- **GIVEN PROBLEM**: Show every line below that contains the word "weeping", copied in full.

— Start STORED DATA —

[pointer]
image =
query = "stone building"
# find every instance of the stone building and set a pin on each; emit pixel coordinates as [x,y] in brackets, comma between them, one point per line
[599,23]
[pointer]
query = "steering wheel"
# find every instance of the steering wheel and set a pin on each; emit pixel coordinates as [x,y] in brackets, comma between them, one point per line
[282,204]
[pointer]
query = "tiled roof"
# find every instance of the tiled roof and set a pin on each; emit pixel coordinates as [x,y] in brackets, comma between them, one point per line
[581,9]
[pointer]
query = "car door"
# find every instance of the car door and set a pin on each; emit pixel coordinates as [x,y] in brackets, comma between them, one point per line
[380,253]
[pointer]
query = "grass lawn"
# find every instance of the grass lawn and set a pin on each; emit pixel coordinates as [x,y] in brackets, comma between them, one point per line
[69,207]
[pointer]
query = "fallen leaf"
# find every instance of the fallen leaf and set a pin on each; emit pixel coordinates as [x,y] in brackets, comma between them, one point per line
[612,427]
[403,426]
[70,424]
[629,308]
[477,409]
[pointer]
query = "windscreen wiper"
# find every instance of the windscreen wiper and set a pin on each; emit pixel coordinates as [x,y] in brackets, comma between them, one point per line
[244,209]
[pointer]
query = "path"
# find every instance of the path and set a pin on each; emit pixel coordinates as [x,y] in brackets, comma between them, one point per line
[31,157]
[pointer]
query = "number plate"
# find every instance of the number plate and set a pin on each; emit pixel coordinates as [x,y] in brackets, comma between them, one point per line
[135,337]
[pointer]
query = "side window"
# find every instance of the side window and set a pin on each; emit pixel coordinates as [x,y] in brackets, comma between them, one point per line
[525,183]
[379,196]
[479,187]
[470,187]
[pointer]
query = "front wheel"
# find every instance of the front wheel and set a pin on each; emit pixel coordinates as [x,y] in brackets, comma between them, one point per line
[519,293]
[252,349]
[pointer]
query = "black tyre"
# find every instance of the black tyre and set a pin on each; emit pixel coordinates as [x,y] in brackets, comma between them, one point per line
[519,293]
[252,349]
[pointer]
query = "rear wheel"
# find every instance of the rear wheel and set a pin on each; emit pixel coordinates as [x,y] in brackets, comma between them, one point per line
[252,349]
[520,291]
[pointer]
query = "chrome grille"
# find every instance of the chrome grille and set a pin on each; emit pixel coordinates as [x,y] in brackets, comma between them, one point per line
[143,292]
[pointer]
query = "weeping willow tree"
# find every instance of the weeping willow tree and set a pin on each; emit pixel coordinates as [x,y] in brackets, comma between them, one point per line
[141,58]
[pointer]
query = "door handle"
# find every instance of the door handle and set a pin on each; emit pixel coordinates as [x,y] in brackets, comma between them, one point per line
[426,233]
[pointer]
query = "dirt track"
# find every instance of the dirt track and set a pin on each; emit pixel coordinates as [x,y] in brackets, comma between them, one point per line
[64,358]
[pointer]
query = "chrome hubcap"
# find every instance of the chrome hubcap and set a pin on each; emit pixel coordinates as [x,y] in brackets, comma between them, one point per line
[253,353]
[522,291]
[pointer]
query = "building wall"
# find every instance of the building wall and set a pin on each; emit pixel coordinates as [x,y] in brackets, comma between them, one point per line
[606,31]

— End STORED DATA —

- **WRITTEN SOLUTION**:
query = "weeping willow tree"
# find every instance of the weeping willow tree and set a pin on each; emit pixel coordinates as [x,y] in brackets, comma between them, one point per line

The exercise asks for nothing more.